Au XVIIIe siècle, le mercenariat "est dénoncé un peu partout et la Révolution française le condamne. Cependant peu à peu, l'idéal national vient justifier l'engagement volontaire. Au XIXe siècle, le mercenariat s'ennoblit même en France de l'affirmation d'un idéal fait du respect du contrat et de sacrifice, avec la création de la Légion étrangère en 1832, corps qui se veut école de vertu militaire à une époque où s'est répandu le service militaire obligatoire."

Peut-être un peu vite, André CORVISIER constate que plus tard, "le mercenariat recule en Europe" et qu'il "se restreint aux services de soldats européens au fait des techniques les plus récentes de la guerre", à l'image des Russes blancs employés pour instruire et encadrer dans les années 1920 les armées chinoises. Il ne mentionne pas le très grand développement du mercenariat qui s'étend de la période des Grandes Découvertes (du point de vue des Européens) à la fin du XVIIIe siècle qui soutient les divers impérialismes maritimes et terrestres.

Xavier RENOU rappelle à juste titre le rôle et l'importance des corsaires (qui deviennent pirates à l'occasion...) dans la guerre maritime, des Compagnies des gouvernements Britanniques, Américains, Français... notamment dans la conquête, l'expansion et l'administration de vastes étendues de territoires et de populations "indigènes".  Il existe une véritable continuité, sinon généalogique et familiale, mais au moins dans les pratiques entre ces Grandes Compagnies et les modernes Sociétés Militaires Privées. Une très grande partie de la Conquête de l'Ouest fut gérée (déportation des tribus indiennes) par des sous-traitants privés du gouvernement américain, et lors de la guerre de Sécession, les intermédiaires se multiplient à tous les niveaux, que ce soit pour le recrutement des armées, les fournitures militaires (équipements et armements) et la sécurité des dirigeants. Il cite des sociétés comme l'Agence Pinkerton utilisée autant pour la sécurité des dirigeants que dans de graves conflits sociaux en appui à l'armée, ou  Wackenhutt et Kroll ou encore Securitas (qui possède aujourd'hui Pinkerton) qui bénéficient d'une très grande tradition en la matière.

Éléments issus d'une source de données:
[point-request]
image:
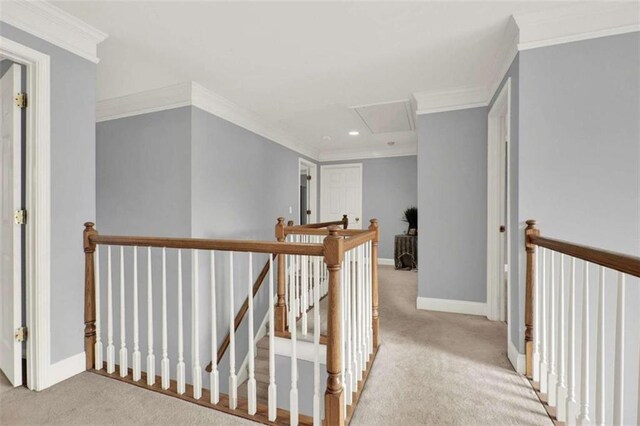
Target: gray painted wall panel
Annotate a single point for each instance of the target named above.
(73, 186)
(452, 201)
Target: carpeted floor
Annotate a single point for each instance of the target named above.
(432, 368)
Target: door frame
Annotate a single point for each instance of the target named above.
(323, 168)
(37, 248)
(313, 188)
(495, 170)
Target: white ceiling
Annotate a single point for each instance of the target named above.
(302, 66)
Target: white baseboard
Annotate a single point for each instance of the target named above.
(66, 368)
(453, 306)
(518, 360)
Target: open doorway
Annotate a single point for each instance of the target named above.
(498, 258)
(308, 182)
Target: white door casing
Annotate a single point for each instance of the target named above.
(10, 232)
(341, 193)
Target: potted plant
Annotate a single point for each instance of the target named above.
(411, 217)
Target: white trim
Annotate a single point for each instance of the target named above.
(53, 25)
(450, 100)
(191, 93)
(453, 306)
(517, 360)
(313, 192)
(66, 368)
(305, 351)
(38, 204)
(403, 150)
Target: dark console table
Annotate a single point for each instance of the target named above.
(406, 251)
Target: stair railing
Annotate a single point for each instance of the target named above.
(556, 272)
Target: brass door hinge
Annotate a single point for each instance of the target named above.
(21, 334)
(21, 100)
(20, 217)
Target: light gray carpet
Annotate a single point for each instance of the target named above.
(432, 368)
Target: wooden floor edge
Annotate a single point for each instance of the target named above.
(361, 384)
(261, 416)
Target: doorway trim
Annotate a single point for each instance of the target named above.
(495, 153)
(313, 188)
(38, 206)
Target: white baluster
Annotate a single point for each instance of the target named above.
(195, 332)
(180, 367)
(317, 419)
(124, 367)
(151, 359)
(572, 406)
(536, 317)
(293, 394)
(561, 391)
(600, 353)
(98, 345)
(553, 347)
(214, 375)
(583, 417)
(251, 383)
(111, 355)
(272, 360)
(136, 357)
(618, 375)
(348, 377)
(233, 380)
(544, 336)
(164, 364)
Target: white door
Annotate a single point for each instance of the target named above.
(10, 233)
(341, 193)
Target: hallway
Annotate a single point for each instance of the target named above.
(432, 368)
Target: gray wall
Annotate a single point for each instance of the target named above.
(73, 186)
(452, 201)
(389, 186)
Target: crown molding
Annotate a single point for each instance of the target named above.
(53, 25)
(365, 153)
(450, 100)
(580, 21)
(193, 94)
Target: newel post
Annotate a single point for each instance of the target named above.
(334, 395)
(529, 232)
(281, 311)
(89, 295)
(374, 280)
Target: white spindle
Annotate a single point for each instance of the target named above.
(98, 345)
(553, 347)
(583, 417)
(195, 331)
(233, 380)
(600, 353)
(151, 359)
(111, 355)
(544, 336)
(165, 375)
(251, 383)
(561, 391)
(293, 394)
(124, 366)
(135, 357)
(180, 367)
(272, 361)
(571, 406)
(317, 420)
(215, 380)
(618, 375)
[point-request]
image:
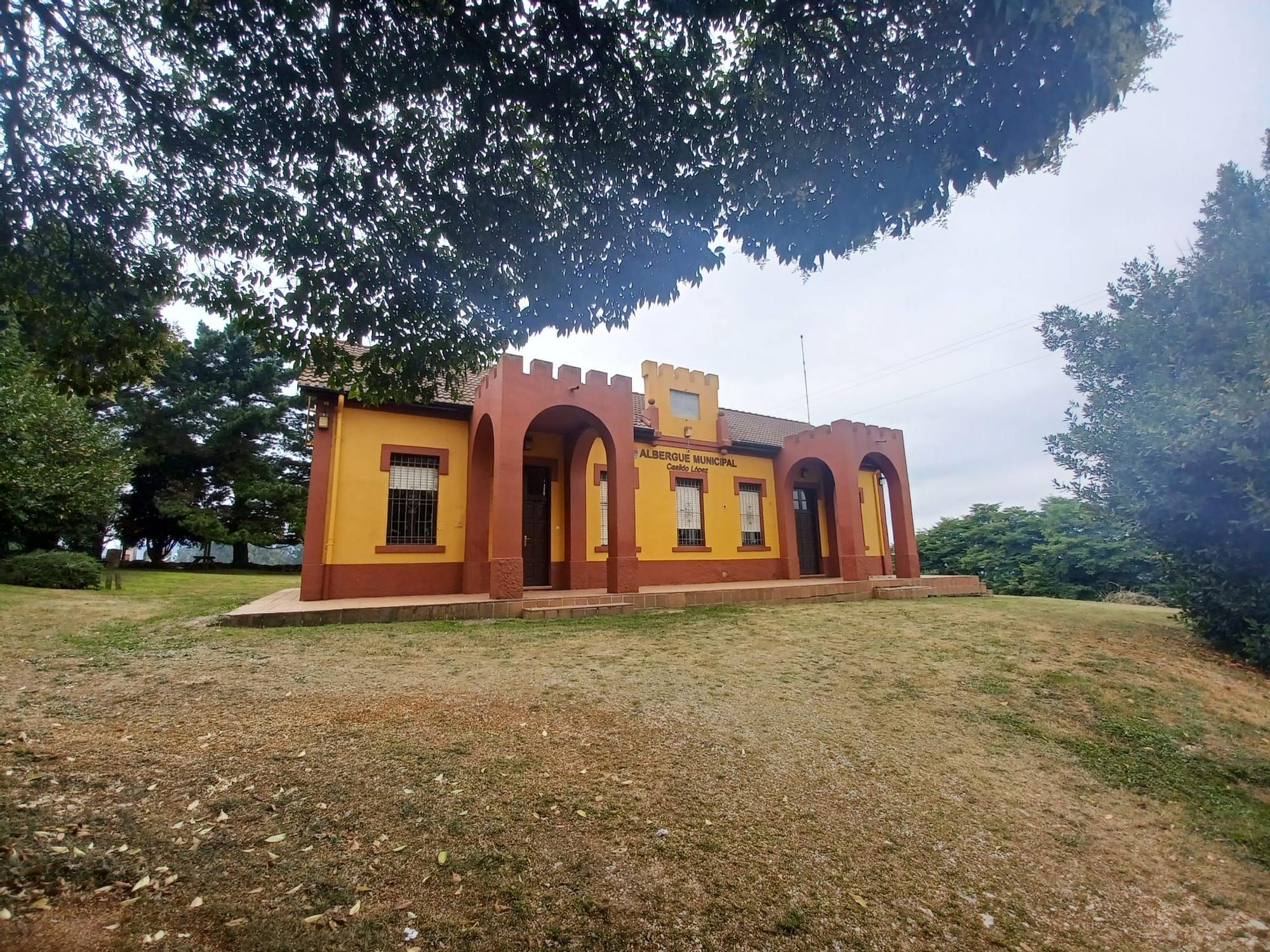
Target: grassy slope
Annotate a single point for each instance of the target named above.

Objectif 1: Modifiez le texte sur l'histoire du mercenariat, tout ce qui va de "Peut-être un peu" jusqu'à "maritimes et terrestres.", en remplaçant "mercenariat" par "recours aux soldats étrangers".
Objectif 2: Donnez la suite du texte sur l'histoire du mercenariat, après sa dernière phrase.

Résultat 1:
Peut-être un peu vite, André CORVISIER constate que plus tard, "le recours aux soldats étrangers recule en Europe" et qu'il "se restreint aux services de soldats européens au fait des techniques les plus récentes de la guerre", à l'image des Russes blancs employés pour instruire et encadrer dans les années 1920 les armées chinoises. Il ne mentionne pas le très grand développement du recours aux soldats étrangers qui s'étend de la période des Grandes Découvertes (du point de vue des Européens) à la fin du XVIIIe siècle qui soutient les divers impérialismes maritimes et terrestres.

Résultat 2:
 

        Il existe plusieurs accords internationaux où est défini le mercenariat. Trois d'entre eux (1977, 1977, 1989) donnent la mesure des difficultés qu'à la communauté internationale, prise entre les intérêts des prestataires et ceux des bénéficiaires de leurs services, même s'il existe une certaine volonté politique de contrôle du phénomène. 

L'accord du 8 juin 1977 (protocole additionnel I ajouté aux conventions de Genève du 12 août 1949, relatifs à la protection des victimes des conflits armés internationaux) est celui qui recueille le plus large consensus (ratification par 160 États).

Le protocole propose une définition restrictive, qui repose sur 6 critères cumulatifs : Doit être désignée comme mercenaire "toute personne :

- qui est spécialement recrutée pour se battre dans un conflit armé ;

- qui prend part aux hostilités essentiellement en vue d'obtenir un avantage personnel et à laquelle est effectivement promise, par une partie au conflit ou en son nom, une rémunération matérielle nettement supérieure à celle promise ou payée à des combattants ayant un rang et une fonction analogues dans les forces armées de cette partie ;

- qui n'est pas ressortissant d'une partie au conflit, ni résident d'une territoire contrôlé par une partie au conflit ;

- qui n'est pas membre des forces armées d'une partie au conflit ;

- et qui n'a pas été envoyée par un État autre qu'une partie au conflit en mission officielle en tant que membre des forces armées du-dit État.

 Xavier RENOU soulève un certain nombre de questions sur cette définition : sur la notion de conflit prise en référence, sur la motivation et la rémunération du mercenaire, sur sa nationalité et sur sa résidence,, sur sa non-appartenance aux forces armées en conflit comme sur sa non-appartenance aux forces armées d'un pays tiers en mission officielle.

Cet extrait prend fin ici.